Your task:
Collect each line of the entries that holds the string "cuff".

Input records:
┌──
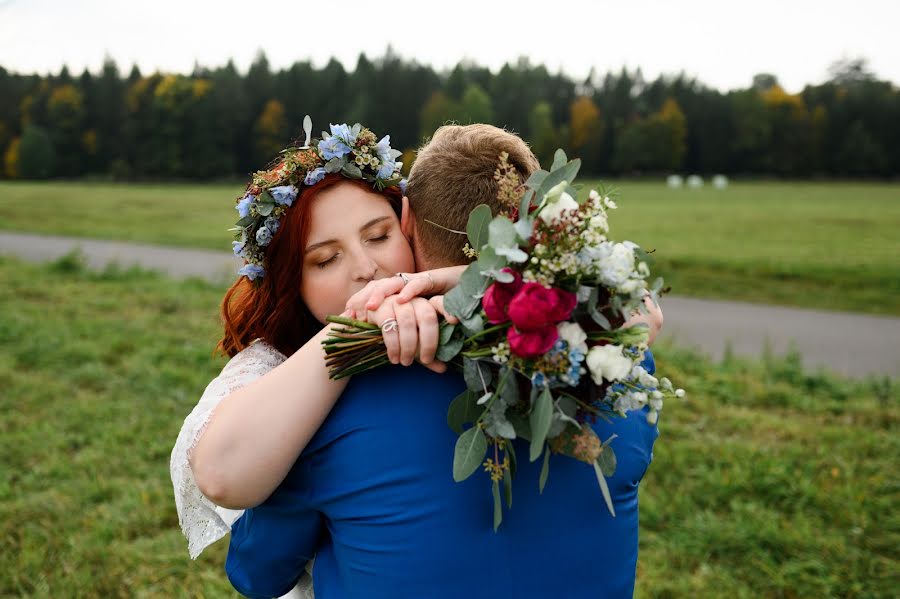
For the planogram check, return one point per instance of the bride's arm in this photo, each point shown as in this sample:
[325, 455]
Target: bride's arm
[256, 433]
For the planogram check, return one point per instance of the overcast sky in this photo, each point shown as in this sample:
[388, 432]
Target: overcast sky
[722, 43]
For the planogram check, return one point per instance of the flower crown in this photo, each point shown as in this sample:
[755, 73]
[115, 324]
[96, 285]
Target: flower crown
[350, 151]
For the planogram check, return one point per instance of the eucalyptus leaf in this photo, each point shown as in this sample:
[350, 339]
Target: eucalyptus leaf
[513, 254]
[477, 227]
[559, 160]
[484, 398]
[462, 410]
[469, 453]
[473, 325]
[520, 423]
[565, 173]
[448, 351]
[498, 507]
[501, 276]
[489, 260]
[545, 470]
[536, 179]
[446, 332]
[604, 489]
[478, 376]
[524, 228]
[526, 201]
[505, 429]
[510, 390]
[502, 233]
[540, 420]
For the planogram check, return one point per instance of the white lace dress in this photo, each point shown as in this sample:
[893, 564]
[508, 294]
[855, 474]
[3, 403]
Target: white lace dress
[202, 521]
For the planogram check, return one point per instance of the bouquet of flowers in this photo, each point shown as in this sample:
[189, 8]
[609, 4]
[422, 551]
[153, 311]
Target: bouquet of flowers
[539, 341]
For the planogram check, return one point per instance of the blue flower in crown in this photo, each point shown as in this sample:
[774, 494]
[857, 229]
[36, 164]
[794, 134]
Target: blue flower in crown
[355, 154]
[314, 176]
[263, 236]
[243, 207]
[339, 143]
[252, 271]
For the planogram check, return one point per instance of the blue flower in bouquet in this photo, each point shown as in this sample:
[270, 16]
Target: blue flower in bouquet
[284, 195]
[252, 271]
[263, 236]
[243, 207]
[314, 176]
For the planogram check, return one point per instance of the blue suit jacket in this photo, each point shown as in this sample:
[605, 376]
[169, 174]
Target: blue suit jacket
[372, 498]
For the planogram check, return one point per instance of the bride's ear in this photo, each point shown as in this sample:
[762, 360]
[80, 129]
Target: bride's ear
[407, 220]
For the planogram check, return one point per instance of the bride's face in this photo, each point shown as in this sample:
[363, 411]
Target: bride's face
[354, 237]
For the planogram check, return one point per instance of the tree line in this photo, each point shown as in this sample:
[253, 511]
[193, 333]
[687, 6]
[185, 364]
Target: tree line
[220, 123]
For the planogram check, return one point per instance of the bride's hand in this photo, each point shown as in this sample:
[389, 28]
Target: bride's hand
[417, 332]
[425, 283]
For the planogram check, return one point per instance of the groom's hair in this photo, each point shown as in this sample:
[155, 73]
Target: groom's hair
[454, 173]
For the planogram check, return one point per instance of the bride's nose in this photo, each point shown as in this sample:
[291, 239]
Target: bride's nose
[364, 267]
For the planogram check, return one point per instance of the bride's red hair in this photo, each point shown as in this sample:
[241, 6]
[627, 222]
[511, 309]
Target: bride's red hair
[271, 308]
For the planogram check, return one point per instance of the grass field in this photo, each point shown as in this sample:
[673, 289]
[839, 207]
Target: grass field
[821, 245]
[766, 482]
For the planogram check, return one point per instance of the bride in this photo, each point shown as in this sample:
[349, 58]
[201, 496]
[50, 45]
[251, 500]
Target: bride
[325, 230]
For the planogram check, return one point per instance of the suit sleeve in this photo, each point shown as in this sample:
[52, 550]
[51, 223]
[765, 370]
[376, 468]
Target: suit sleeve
[270, 546]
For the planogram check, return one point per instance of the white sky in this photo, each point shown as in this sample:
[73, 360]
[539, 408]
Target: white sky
[723, 43]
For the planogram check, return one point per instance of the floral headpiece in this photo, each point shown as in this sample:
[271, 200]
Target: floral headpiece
[350, 151]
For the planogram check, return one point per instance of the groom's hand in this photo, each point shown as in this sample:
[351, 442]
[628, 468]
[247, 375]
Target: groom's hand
[416, 333]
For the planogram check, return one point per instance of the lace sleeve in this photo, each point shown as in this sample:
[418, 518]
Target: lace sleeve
[202, 521]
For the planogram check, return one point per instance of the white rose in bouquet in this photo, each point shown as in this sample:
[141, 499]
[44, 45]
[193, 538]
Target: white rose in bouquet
[608, 362]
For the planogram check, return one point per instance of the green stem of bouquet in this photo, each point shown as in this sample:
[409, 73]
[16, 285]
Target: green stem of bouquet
[486, 331]
[352, 323]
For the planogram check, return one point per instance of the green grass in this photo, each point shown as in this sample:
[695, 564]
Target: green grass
[767, 481]
[832, 246]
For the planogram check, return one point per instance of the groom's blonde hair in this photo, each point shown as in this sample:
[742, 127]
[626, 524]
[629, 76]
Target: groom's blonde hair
[452, 174]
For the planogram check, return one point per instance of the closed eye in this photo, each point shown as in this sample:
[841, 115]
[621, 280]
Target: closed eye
[327, 262]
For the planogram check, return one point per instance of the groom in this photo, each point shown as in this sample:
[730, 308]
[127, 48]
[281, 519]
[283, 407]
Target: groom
[372, 497]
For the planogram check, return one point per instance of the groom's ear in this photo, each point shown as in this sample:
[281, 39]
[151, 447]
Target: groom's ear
[407, 220]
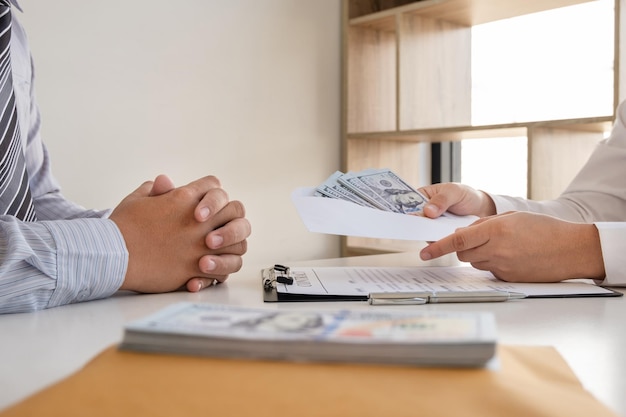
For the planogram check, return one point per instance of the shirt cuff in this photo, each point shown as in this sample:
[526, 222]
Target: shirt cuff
└──
Final answer:
For the planogram check, return one point per instance of the shirt cuff in this photo, each point shown as in this sample:
Target: shirt cuff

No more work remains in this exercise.